• EXCERPT TO READ:

==========

OK, let me elaborate, because on second thought, the above is not really a good enough answer.
This is not how things work in the world. People don’t start interpreting a word in a certain way, instantaneously.
Jews and Arabs may technically both be Semitic peoples but their cultures are very different. The fact that they believe in different religions, for example, is one huge thing that sets them apart from each other. The fact that they have been fighting each other for half a century, is another.
Lumping them together into one group in a MODERN DAY term is absurd. The term “Semitic” is appropriate to use to describe both Jews and Arabs when you’re talking about the ancient world - but now, in this day and age, as has been pointed out so many times, the word’s meaning has changed.
I’m just curious why you care so much, Terrifel. I’ve explained why it’s important to us; why is it imporatnt to you? Do you truly believe that the fact that there isn’t a specific word for the hatred of Arabs (or blacks, or Asians, or Polynesians) makes people feel entitled to hate them more?

==========

• STORED DATA:

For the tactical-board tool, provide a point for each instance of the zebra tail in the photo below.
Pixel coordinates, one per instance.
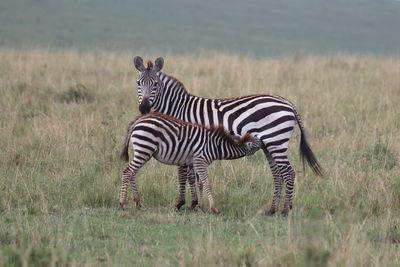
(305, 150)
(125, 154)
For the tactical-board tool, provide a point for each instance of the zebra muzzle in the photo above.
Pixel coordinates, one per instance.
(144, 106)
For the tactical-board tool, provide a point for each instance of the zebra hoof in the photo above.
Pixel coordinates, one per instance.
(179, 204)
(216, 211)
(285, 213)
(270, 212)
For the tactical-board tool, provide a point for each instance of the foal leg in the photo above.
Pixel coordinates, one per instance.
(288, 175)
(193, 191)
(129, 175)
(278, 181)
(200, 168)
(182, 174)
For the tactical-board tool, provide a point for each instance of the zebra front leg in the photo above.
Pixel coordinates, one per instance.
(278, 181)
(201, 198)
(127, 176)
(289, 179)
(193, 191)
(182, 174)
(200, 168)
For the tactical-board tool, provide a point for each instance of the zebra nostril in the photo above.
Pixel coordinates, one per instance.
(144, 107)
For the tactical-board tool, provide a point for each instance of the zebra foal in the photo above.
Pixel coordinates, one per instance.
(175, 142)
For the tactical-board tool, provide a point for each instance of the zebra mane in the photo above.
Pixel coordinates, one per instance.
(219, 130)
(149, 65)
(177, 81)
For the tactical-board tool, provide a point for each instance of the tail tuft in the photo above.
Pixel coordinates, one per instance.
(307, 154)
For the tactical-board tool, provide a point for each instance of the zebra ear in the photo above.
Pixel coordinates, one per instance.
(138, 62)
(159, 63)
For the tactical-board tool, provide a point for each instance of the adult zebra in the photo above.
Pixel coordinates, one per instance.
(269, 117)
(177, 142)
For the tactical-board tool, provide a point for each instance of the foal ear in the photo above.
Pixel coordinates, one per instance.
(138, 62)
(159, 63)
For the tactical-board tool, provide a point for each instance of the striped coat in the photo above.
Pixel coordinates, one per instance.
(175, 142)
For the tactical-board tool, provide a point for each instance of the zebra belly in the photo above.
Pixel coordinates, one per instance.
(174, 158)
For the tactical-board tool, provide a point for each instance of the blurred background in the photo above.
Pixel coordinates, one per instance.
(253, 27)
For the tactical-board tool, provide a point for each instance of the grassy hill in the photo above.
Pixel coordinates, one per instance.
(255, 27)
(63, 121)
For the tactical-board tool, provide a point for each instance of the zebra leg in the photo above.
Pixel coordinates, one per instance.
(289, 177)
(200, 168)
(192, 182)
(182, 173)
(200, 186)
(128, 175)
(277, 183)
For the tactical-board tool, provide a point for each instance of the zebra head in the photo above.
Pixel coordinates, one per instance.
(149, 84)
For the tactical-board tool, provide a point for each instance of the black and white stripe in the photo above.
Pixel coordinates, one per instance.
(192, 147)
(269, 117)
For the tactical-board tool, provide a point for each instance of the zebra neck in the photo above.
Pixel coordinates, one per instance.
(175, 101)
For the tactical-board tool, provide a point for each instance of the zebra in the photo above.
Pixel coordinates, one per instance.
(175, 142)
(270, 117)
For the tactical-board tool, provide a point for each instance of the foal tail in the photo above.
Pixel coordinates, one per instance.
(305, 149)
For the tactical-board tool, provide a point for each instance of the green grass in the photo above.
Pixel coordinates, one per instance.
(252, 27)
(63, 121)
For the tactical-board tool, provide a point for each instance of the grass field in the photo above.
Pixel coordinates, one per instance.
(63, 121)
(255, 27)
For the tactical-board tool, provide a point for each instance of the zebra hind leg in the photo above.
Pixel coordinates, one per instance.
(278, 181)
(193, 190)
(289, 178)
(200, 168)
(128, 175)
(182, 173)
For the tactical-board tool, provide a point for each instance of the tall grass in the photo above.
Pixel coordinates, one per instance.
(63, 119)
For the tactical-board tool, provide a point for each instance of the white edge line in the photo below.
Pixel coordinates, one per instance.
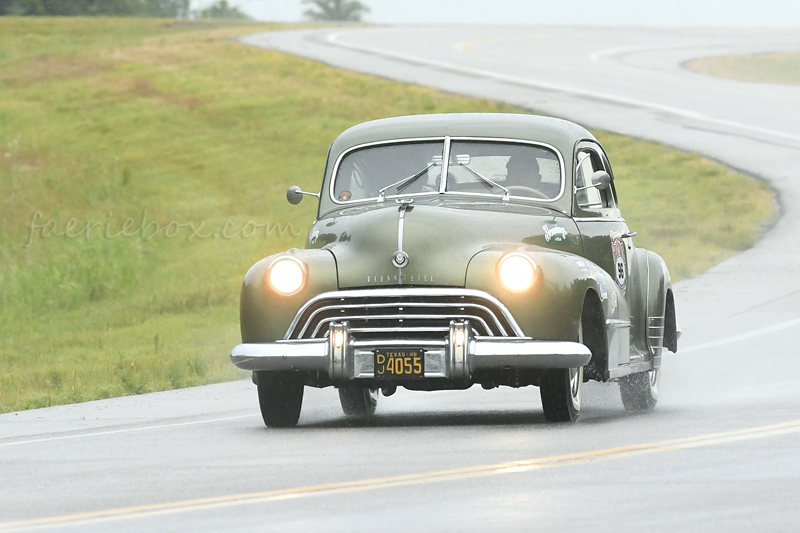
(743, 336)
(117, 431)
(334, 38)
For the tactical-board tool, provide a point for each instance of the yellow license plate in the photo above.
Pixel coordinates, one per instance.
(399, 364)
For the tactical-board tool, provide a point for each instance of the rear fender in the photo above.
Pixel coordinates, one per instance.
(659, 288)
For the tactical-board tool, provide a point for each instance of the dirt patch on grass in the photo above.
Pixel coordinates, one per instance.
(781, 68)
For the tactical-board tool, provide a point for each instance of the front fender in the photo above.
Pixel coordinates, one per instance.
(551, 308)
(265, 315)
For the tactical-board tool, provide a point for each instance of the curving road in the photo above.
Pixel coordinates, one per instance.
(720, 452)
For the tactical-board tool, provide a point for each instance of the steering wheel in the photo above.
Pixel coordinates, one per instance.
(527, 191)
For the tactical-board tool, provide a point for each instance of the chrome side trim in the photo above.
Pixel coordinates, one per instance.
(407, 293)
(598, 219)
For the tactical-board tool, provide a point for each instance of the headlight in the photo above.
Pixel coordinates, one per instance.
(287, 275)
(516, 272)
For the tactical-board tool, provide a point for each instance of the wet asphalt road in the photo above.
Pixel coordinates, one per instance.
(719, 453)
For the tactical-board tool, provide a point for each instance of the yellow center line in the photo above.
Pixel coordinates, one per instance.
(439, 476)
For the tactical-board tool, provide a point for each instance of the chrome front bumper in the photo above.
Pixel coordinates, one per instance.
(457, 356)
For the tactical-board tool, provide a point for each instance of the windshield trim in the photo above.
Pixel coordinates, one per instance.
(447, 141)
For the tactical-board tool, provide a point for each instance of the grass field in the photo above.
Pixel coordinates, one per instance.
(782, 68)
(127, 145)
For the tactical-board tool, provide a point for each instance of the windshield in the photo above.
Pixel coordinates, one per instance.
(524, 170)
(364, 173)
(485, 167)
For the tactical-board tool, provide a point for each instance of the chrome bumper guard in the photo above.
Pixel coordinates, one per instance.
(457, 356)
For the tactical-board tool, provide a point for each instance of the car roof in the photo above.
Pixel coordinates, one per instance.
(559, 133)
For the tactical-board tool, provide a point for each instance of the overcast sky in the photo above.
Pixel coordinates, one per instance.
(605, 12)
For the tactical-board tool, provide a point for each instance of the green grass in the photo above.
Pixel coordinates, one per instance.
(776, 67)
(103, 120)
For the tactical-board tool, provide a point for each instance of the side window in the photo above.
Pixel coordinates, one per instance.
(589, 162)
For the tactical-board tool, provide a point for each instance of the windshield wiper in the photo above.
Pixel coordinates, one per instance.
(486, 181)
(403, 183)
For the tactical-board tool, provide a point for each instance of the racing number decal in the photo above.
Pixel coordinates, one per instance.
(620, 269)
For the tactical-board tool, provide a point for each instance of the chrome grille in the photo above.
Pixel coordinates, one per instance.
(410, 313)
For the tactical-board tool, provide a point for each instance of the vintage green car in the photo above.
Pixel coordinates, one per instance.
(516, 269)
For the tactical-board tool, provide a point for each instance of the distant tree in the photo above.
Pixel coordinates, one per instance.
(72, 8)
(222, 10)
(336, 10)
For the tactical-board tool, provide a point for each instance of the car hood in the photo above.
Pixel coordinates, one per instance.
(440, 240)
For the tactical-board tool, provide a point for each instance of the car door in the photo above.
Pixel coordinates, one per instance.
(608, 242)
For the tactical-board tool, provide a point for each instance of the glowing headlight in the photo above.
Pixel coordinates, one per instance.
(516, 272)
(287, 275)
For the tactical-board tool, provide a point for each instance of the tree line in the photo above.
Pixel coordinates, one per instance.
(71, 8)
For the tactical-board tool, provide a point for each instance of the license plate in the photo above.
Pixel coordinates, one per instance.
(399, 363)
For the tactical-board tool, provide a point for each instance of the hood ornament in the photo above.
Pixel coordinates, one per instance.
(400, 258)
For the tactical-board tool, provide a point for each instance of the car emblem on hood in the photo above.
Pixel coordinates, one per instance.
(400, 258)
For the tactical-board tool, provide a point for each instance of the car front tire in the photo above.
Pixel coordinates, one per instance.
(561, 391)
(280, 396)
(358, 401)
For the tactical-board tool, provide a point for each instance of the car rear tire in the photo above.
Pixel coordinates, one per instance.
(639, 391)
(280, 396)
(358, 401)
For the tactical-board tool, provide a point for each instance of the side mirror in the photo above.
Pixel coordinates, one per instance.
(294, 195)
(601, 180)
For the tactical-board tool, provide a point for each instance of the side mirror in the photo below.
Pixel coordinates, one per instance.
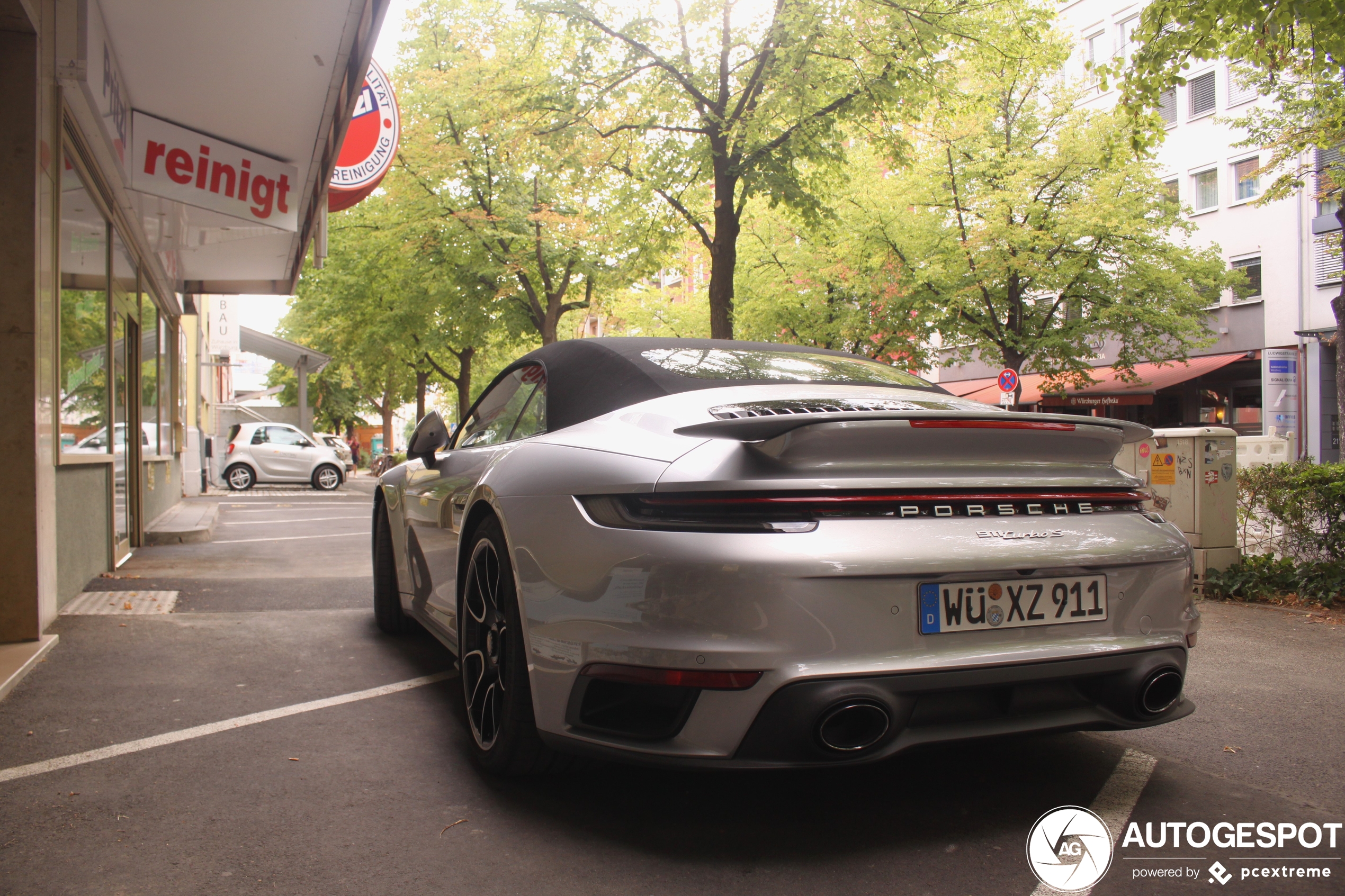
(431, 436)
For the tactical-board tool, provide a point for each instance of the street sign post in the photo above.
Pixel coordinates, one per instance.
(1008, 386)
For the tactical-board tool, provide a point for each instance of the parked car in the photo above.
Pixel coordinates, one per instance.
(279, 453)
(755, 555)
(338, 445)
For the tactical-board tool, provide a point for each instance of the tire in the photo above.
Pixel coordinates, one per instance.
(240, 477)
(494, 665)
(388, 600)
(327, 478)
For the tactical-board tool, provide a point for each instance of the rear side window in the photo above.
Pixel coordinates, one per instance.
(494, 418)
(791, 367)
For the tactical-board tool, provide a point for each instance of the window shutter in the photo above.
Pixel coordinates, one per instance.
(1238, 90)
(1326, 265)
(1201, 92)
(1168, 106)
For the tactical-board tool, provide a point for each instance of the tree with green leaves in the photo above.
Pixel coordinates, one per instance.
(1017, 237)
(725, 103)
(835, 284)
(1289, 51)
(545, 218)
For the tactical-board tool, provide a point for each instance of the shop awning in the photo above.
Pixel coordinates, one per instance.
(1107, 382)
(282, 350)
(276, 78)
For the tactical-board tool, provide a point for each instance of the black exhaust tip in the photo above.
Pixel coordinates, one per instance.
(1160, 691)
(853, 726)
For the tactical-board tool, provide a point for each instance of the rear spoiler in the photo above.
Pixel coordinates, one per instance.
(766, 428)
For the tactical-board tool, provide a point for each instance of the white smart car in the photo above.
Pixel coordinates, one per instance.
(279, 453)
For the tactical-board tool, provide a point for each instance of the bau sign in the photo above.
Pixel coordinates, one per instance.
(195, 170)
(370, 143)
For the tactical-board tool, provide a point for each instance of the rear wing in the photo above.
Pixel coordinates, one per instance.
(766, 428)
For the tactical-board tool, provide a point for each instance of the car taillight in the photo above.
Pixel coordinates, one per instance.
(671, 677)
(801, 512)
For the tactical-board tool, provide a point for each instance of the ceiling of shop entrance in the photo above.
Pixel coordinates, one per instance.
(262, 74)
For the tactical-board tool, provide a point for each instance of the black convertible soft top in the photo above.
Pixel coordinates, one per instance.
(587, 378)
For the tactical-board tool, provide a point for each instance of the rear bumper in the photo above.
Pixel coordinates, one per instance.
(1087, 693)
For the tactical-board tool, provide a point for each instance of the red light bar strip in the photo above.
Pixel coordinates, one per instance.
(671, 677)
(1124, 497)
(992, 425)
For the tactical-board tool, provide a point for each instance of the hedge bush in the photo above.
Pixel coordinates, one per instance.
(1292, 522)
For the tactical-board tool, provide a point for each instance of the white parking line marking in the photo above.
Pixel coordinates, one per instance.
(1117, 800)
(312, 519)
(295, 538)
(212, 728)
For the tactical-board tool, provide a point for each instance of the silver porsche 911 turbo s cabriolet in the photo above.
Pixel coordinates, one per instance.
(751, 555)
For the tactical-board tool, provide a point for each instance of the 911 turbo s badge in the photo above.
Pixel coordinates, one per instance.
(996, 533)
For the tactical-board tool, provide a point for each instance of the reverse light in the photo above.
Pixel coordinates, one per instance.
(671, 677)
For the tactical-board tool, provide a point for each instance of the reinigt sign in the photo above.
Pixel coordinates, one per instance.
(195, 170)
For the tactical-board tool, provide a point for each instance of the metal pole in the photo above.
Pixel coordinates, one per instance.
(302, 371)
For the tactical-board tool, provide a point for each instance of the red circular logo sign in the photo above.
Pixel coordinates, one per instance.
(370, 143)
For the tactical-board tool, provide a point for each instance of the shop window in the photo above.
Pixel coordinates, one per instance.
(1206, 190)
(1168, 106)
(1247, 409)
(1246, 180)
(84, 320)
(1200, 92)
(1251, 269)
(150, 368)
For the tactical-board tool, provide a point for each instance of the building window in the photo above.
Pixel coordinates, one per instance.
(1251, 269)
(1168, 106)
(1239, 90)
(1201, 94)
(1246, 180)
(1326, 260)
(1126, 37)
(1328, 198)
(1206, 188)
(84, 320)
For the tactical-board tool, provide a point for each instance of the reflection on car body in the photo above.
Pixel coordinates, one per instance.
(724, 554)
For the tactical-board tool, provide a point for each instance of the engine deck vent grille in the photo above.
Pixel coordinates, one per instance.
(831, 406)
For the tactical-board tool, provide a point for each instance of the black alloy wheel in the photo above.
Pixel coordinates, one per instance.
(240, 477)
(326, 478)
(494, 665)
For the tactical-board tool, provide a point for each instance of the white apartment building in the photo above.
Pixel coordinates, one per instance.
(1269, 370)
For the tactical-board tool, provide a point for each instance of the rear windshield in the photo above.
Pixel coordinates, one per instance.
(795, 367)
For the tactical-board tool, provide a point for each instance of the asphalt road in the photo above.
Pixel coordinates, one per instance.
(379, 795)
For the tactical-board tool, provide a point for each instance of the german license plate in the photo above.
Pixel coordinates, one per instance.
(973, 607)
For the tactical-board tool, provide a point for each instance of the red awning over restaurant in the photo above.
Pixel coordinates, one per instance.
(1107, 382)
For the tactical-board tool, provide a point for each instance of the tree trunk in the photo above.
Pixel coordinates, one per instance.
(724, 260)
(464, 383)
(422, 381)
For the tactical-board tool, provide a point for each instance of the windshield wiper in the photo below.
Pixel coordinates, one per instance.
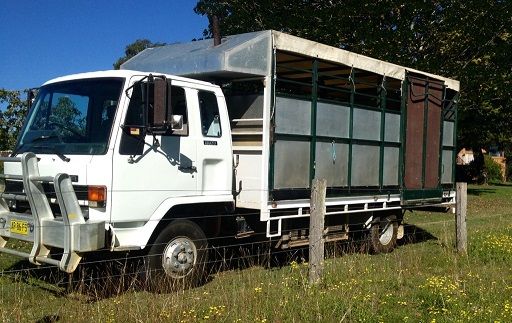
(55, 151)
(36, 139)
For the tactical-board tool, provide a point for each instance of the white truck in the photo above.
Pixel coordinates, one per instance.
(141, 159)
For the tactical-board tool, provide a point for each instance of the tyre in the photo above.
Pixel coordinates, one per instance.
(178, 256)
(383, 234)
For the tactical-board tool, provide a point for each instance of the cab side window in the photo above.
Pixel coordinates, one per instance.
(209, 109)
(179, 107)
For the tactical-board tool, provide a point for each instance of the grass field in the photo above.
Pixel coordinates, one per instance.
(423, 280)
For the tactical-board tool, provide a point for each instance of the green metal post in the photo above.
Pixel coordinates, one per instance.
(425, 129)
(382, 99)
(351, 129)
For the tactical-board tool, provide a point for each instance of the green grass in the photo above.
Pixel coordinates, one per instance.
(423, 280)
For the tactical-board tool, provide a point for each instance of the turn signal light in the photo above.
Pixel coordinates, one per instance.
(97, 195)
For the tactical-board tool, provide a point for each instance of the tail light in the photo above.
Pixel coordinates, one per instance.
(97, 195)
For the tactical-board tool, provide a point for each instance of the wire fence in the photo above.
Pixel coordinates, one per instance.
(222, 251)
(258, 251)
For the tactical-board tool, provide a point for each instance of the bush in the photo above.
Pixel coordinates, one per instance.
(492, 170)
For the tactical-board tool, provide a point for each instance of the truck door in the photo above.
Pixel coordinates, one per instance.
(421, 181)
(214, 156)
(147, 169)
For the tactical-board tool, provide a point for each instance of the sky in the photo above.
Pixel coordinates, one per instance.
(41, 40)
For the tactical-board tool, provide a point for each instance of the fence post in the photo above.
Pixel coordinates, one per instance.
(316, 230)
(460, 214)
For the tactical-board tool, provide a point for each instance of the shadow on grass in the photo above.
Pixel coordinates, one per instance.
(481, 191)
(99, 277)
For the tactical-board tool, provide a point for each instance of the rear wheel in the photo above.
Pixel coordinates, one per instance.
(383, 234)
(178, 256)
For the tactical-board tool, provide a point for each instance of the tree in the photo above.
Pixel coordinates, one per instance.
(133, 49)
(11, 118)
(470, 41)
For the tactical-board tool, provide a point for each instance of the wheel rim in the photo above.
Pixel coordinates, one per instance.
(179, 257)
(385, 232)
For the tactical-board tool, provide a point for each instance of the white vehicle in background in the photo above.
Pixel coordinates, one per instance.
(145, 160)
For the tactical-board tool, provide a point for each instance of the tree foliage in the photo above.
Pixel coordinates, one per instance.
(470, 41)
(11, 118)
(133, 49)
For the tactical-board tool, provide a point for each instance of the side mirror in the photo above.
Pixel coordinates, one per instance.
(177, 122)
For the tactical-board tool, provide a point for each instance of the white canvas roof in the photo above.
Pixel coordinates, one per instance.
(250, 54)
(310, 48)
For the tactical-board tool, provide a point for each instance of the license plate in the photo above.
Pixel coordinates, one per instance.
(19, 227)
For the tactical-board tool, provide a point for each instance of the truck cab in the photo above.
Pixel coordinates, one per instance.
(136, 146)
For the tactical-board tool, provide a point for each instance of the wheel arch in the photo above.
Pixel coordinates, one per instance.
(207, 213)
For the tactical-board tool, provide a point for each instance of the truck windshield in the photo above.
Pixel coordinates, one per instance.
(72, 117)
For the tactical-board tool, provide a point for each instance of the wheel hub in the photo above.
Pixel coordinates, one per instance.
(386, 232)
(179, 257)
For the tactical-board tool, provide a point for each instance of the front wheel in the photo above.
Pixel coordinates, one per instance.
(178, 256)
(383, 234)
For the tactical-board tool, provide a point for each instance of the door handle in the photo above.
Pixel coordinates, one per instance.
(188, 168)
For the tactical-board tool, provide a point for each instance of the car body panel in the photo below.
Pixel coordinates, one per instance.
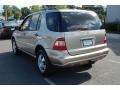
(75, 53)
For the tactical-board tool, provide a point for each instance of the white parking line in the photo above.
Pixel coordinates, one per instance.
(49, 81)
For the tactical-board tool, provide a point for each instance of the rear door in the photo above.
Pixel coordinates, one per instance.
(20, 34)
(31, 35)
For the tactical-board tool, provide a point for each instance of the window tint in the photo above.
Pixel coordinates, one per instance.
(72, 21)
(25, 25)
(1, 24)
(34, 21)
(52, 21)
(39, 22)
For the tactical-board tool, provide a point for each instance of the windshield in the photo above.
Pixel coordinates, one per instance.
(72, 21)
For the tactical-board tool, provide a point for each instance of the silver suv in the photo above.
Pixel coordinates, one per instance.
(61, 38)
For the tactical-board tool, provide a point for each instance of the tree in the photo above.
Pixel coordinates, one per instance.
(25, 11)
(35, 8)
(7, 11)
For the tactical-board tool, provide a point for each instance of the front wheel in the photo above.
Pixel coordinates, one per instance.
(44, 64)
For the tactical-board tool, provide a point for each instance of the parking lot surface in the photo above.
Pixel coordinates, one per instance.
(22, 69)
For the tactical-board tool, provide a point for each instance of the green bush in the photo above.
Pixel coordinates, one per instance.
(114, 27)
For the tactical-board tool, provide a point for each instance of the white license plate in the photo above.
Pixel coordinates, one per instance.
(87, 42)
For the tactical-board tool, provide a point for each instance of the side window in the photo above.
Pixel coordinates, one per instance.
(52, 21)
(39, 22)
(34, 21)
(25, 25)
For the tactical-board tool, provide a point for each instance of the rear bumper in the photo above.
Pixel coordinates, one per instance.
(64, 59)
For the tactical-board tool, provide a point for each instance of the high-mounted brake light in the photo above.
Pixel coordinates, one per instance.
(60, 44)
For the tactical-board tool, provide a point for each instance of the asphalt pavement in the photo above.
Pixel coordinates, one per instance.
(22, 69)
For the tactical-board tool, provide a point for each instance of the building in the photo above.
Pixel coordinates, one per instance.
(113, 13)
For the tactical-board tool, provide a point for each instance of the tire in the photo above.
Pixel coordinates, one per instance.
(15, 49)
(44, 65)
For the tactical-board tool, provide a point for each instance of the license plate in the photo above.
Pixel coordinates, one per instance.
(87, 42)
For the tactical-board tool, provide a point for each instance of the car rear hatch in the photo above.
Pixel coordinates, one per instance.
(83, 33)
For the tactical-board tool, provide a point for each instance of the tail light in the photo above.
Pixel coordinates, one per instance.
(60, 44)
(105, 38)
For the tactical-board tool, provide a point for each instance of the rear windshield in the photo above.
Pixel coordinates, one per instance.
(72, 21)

==========

• OBJECTIVES:
a: From the post on the word "Semitic" above, extract the passage between "OK, let me elaborate, because" and "century, is another.", inclusive.
b: In the post on the word "Semitic," how long does the writer say Jews and Arabs have been fighting each other?

• EXERCISE RESPONSES:
a:
OK, let me elaborate, because on second thought, the above is not really a good enough answer.
This is not how things work in the world. People don’t start interpreting a word in a certain way, instantaneously.
Jews and Arabs may technically both be Semitic peoples but their cultures are very different. The fact that they believe in different religions, for example, is one huge thing that sets them apart from each other. The fact that they have been fighting each other for half a century, is another.

b: Half a century.